WHAT IS ASKED:
Return every line of the data below without changing anything.

[Data listing]
BEGIN

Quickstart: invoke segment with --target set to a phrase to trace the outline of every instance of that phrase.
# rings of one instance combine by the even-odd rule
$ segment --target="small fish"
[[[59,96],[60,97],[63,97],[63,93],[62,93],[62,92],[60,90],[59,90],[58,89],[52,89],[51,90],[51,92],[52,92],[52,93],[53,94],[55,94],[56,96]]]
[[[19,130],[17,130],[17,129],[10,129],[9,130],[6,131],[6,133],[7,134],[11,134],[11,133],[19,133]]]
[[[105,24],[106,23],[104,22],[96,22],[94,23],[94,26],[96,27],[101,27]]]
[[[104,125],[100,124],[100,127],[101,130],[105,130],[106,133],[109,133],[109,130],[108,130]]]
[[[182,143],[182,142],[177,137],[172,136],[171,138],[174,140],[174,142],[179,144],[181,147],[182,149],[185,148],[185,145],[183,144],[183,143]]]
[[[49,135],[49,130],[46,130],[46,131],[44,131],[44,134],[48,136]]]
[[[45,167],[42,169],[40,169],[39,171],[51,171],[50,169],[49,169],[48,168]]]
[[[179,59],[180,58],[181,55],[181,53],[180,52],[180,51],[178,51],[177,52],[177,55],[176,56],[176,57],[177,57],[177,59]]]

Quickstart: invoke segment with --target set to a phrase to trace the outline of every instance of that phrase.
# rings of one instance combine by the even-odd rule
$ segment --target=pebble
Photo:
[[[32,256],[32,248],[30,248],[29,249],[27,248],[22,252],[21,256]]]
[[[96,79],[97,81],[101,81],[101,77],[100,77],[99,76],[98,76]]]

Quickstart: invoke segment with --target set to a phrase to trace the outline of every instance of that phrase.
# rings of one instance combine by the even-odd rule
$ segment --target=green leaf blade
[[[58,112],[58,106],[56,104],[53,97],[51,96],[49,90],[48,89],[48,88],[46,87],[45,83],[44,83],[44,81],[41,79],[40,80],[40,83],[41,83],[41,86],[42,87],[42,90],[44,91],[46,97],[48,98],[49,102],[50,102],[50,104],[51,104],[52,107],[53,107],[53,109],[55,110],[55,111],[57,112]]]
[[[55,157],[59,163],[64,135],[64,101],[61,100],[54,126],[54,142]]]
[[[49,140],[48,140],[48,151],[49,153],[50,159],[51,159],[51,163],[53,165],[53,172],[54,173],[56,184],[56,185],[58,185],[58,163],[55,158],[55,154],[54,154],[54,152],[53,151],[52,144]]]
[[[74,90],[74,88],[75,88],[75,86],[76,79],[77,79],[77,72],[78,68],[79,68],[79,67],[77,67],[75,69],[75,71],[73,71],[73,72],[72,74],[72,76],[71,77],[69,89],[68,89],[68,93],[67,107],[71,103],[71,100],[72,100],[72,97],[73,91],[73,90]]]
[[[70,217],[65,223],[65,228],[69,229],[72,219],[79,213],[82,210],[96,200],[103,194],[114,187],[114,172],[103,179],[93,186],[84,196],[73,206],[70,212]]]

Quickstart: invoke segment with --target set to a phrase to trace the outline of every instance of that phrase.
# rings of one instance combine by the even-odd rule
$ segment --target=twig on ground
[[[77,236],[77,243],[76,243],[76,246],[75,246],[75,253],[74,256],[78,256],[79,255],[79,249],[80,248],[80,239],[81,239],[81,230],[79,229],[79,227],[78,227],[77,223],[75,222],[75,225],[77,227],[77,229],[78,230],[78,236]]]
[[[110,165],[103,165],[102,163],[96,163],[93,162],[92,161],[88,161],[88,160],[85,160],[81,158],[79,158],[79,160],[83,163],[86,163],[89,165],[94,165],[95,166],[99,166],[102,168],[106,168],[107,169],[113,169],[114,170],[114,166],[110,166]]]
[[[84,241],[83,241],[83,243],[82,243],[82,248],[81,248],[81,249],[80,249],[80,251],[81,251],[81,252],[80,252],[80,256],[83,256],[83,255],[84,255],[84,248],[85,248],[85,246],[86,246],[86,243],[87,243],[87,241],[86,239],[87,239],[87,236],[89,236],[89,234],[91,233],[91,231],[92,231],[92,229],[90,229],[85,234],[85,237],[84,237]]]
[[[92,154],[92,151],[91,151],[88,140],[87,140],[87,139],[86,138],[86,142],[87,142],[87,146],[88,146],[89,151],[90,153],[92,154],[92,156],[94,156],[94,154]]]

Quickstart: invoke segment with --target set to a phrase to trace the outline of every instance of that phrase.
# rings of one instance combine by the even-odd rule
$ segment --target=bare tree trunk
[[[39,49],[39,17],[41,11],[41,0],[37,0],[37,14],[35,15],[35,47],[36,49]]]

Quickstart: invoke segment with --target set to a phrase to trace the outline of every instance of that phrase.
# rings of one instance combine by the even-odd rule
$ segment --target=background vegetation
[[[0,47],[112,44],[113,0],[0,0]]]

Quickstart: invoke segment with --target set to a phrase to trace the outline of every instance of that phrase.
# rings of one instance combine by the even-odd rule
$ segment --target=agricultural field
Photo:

END

COMPLETE OUTPUT:
Quickstart: invoke segment with --target set to a phrase to trace the outline of every instance of that phrase.
# rings of one instance combine by the even-odd rule
$ segment --target="small fish"
[[[59,96],[60,97],[63,97],[63,93],[62,93],[62,92],[60,90],[59,90],[58,89],[52,89],[51,90],[51,92],[52,92],[52,93],[53,94],[55,94],[56,96]]]
[[[19,130],[17,130],[17,129],[10,129],[9,130],[6,131],[6,133],[7,134],[11,134],[11,133],[19,133]]]
[[[105,24],[106,23],[104,22],[96,22],[94,23],[94,26],[96,27],[101,27]]]
[[[104,125],[100,124],[100,127],[101,130],[105,130],[106,133],[109,133],[109,130],[108,130]]]
[[[182,143],[182,142],[177,137],[172,136],[171,138],[174,140],[174,142],[179,144],[181,147],[182,149],[185,148],[185,145],[183,144],[183,143]]]
[[[49,135],[49,130],[46,130],[46,131],[44,131],[44,134],[48,136]]]
[[[45,167],[42,169],[40,169],[39,171],[51,171],[50,169],[49,169],[48,168]]]
[[[179,59],[180,58],[181,55],[181,53],[180,52],[180,51],[178,51],[177,52],[177,55],[176,56],[176,57],[177,57],[177,59]]]

Quickstart: invoke segment with --target set to a phrase to trace the outline of every instance of that phrase.
# rings of one instance combine by the even-odd rule
$ segment --target=pebble
Photo:
[[[32,256],[32,248],[30,248],[29,249],[27,248],[22,252],[21,256]]]
[[[96,79],[97,81],[101,81],[101,77],[100,77],[99,76],[98,76]]]

Quickstart: invoke segment with --target set to a phrase to trace the outline of every instance of that phrase.
# rings of one instance combine by the even-odd rule
$ segment --target=green leaf blade
[[[58,112],[58,106],[56,104],[53,97],[51,96],[49,90],[48,89],[48,88],[46,87],[45,83],[44,83],[44,81],[41,79],[40,80],[40,83],[41,83],[41,86],[42,87],[42,90],[44,91],[46,97],[48,98],[49,102],[50,102],[50,104],[51,104],[52,107],[53,107],[53,109],[55,110],[55,111],[57,112]]]
[[[55,157],[59,163],[64,135],[64,101],[61,100],[54,126],[54,142]]]
[[[49,140],[48,140],[48,151],[49,153],[50,159],[51,159],[51,163],[53,165],[53,172],[54,173],[56,184],[56,185],[58,185],[58,163],[55,158],[55,154],[54,154],[54,152],[53,151],[52,144]]]
[[[74,90],[74,88],[75,88],[75,86],[76,79],[77,79],[77,72],[78,68],[79,68],[79,67],[77,67],[75,69],[75,71],[73,71],[73,72],[72,74],[72,76],[71,77],[69,89],[68,89],[68,93],[67,107],[71,103],[71,100],[72,100],[72,97],[73,91],[73,90]]]
[[[70,217],[65,223],[65,228],[69,229],[72,219],[79,213],[82,210],[96,200],[103,194],[114,187],[114,172],[103,179],[93,186],[84,196],[73,206],[70,212]]]

Quickstart: invoke segment with --target set to a phrase to trace the outline of every instance of that phrase.
# rings of one instance combine by the even-odd rule
$ segment --target=twig on ground
[[[77,236],[77,243],[76,243],[76,246],[75,246],[75,253],[74,256],[78,256],[79,255],[79,249],[80,248],[80,239],[81,239],[81,230],[79,229],[79,227],[78,227],[77,223],[75,222],[75,225],[77,227],[77,229],[78,230],[78,236]]]
[[[110,165],[103,165],[102,163],[96,163],[93,162],[92,161],[88,161],[88,160],[85,160],[81,158],[79,158],[79,160],[83,163],[86,163],[89,165],[94,165],[95,166],[99,166],[102,168],[106,168],[107,169],[113,169],[114,170],[114,166],[110,166]]]
[[[84,241],[83,241],[83,243],[82,243],[82,248],[81,248],[81,249],[80,249],[80,251],[81,251],[81,252],[80,252],[80,256],[83,256],[83,255],[84,255],[84,248],[85,248],[85,246],[86,246],[86,243],[87,243],[87,241],[86,239],[87,239],[87,236],[89,236],[89,234],[91,233],[91,231],[92,231],[92,229],[90,229],[85,234],[85,237],[84,237]]]
[[[92,154],[92,151],[91,151],[88,140],[87,140],[87,139],[86,138],[86,142],[87,142],[87,146],[88,146],[89,151],[90,153],[92,154],[92,156],[94,156],[94,154]]]

Quickstart: invoke segment with --target set to a phrase to trace the outline of every instance of that phrase.
# rings of one instance combine by the even-odd rule
$ segment --target=bare tree trunk
[[[39,49],[39,17],[41,11],[41,0],[37,0],[37,14],[35,15],[35,47],[36,49]]]

Quickstart: invoke segment with --target set to a phrase to trace the outline of every instance of that phrase.
# rings of one instance combine by the even-odd rule
$ segment --target=background vegetation
[[[0,47],[112,44],[113,0],[0,0]]]

Quickstart: invoke segment with --target set to a phrase to trace the outline of every instance of that phrase.
# rings of one instance combine by the even-odd rule
$ segment --target=agricultural field
Photo:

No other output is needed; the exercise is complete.